### TAREA PROPUESTA
Convierte todos los registros que siguen en una lista JSON de cadenas, con una cadena por cada línea y sin incluir las líneas en blanco.

### DATOS A PROCESAR

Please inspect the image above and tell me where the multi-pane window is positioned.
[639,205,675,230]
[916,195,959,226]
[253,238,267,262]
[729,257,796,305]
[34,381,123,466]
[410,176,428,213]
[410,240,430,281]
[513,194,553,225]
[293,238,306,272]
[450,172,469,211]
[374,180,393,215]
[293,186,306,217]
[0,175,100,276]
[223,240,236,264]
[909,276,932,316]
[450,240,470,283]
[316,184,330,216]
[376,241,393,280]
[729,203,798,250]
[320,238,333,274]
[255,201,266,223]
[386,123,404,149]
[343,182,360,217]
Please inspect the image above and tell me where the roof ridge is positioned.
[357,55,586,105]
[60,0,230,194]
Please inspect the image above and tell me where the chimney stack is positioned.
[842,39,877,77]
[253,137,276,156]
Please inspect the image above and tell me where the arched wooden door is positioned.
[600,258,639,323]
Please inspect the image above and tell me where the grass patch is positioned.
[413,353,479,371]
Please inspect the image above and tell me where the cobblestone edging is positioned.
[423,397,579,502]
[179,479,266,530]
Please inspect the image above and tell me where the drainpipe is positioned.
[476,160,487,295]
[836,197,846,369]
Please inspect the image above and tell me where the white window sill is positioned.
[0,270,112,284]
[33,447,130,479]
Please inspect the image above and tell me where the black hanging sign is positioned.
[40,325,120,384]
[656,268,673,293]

### TAREA RESUELTA
[
  "Please inspect the image above and tell me where the multi-pane window is positioned.",
  "[639,205,675,230]",
  "[916,195,959,226]",
  "[253,238,267,262]",
  "[729,257,796,305]",
  "[34,381,123,466]",
  "[410,176,428,213]",
  "[410,240,430,281]",
  "[513,194,553,225]",
  "[293,238,306,272]",
  "[450,172,469,211]",
  "[374,180,393,215]",
  "[293,186,306,217]",
  "[0,175,100,276]",
  "[223,240,236,264]",
  "[909,276,932,316]",
  "[450,240,470,283]",
  "[316,184,330,216]",
  "[376,241,393,280]",
  "[729,203,798,250]",
  "[320,238,333,274]",
  "[255,201,266,223]",
  "[386,123,404,149]",
  "[343,182,360,217]",
  "Please inspect the image above and tell me where the roof ridge is positioned.",
  "[357,55,586,105]",
  "[60,0,230,194]",
  "Please inspect the image above and tell me where the chimney stack is positioned.",
  "[842,39,877,77]",
  "[253,137,276,156]",
  "Please inspect the image above and tell me where the arched wooden door is positioned.",
  "[600,258,639,323]",
  "Please inspect the image above and tell me where the grass patch is positioned.",
  "[413,353,479,371]",
  "Please inspect the image above and tell me where the cobblestone edging is positioned.",
  "[423,397,579,502]",
  "[179,479,266,530]",
  "Please inspect the image above and tell me where the drainpipe is positioned.",
  "[476,160,487,295]",
  "[836,197,846,369]",
  "Please inspect the image above and tell me where the white window sill is positioned.",
  "[0,270,112,284]",
  "[33,447,130,479]",
  "Please inspect the image above and tell me where the black hanging sign is positioned.",
  "[40,325,120,384]",
  "[656,268,673,293]"
]